• [Gestellte Aufgabe]
Bearbeite bitte die Einträge ab der Zeile mit "Annotate the chandelier" bis zum Ende der Einträge. Gib sie erneut aus, ersetze dabei "chandelier" durch "pendant lamp" und lass alles andere unverändert.

-------- Auflistung --------

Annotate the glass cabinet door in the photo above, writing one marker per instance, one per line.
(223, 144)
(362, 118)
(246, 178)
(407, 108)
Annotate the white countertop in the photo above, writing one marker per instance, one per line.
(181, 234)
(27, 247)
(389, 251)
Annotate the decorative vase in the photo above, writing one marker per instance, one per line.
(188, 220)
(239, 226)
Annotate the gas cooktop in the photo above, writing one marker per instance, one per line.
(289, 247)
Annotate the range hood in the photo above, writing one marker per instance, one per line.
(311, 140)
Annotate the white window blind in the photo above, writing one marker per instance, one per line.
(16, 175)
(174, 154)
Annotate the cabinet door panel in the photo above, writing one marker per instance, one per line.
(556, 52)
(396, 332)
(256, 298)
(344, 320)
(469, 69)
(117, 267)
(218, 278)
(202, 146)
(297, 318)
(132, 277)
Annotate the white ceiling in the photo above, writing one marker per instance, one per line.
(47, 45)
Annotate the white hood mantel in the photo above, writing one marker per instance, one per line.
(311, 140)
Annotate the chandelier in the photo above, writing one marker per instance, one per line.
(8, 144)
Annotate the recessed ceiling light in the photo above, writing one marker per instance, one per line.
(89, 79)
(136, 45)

--------

• [Ergebnis der Übung]
Annotate the pendant lamp in the photo above, writing one marker per instance, one per line.
(8, 144)
Annotate the recessed ceiling light in the photo above, writing one marker per instance, one per line.
(89, 79)
(136, 45)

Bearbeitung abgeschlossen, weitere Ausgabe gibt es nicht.